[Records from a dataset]
※ ※ ※

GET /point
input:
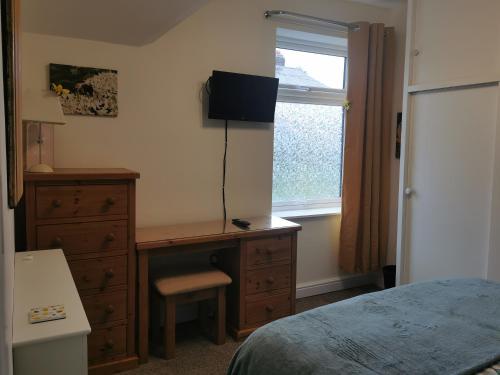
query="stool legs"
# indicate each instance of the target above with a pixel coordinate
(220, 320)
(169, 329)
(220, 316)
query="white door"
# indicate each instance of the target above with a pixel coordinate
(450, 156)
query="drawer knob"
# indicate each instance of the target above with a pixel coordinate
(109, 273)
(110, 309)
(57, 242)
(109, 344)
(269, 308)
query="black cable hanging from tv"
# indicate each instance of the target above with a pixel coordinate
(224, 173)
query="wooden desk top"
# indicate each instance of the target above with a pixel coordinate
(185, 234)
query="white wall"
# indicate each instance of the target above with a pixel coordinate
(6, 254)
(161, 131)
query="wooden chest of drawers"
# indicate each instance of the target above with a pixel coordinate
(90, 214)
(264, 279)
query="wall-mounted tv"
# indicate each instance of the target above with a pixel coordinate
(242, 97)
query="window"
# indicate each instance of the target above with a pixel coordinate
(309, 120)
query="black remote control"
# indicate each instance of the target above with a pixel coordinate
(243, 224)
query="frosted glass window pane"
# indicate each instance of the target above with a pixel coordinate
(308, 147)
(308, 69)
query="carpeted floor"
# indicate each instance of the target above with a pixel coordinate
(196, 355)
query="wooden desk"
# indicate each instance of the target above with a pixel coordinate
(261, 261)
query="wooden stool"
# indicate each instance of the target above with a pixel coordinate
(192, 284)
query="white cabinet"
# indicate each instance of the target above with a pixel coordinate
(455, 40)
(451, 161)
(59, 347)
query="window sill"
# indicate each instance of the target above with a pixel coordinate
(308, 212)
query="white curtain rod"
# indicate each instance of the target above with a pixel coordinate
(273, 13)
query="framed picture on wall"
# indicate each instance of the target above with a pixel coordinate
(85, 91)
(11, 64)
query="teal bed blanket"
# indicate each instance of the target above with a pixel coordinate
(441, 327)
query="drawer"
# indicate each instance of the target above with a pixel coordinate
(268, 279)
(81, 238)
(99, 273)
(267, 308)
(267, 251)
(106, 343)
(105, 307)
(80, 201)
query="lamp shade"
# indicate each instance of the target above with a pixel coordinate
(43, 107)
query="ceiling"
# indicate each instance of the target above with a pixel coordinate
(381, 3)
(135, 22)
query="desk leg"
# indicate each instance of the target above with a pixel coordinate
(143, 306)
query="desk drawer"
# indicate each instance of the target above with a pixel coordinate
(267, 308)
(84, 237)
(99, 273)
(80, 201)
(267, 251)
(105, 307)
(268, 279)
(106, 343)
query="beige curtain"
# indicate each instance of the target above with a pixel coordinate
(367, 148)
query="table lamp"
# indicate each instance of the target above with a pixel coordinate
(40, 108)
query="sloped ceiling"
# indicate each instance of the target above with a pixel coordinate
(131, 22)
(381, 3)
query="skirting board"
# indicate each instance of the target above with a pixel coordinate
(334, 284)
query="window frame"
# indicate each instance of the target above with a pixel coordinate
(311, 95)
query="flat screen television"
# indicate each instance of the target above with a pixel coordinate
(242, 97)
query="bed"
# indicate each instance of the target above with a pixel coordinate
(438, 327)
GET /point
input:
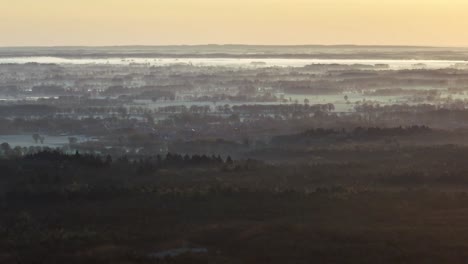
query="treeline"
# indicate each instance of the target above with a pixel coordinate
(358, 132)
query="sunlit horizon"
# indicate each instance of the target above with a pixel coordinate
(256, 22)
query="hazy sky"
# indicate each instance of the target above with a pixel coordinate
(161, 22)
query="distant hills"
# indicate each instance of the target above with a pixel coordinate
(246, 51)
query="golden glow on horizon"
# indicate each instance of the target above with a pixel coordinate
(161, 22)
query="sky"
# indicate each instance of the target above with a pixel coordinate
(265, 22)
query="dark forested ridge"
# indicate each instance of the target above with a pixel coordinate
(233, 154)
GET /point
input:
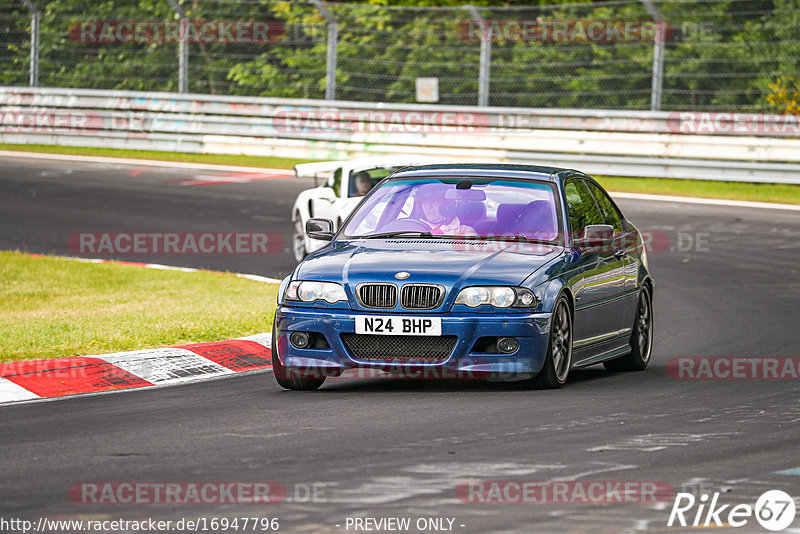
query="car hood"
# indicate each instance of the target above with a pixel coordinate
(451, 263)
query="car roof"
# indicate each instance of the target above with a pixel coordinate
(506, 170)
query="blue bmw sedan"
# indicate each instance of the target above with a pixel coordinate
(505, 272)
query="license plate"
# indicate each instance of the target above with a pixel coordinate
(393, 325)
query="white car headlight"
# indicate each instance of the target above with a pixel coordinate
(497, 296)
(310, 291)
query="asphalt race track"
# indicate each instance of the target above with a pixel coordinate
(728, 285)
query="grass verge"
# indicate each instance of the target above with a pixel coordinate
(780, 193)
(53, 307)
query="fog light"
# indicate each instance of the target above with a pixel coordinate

※ ※ ※

Identify every line in the records above that contains the word "horizon" and copy each one. Case counts.

Exercise response >>
query="sunlit horizon"
query="golden glow on horizon"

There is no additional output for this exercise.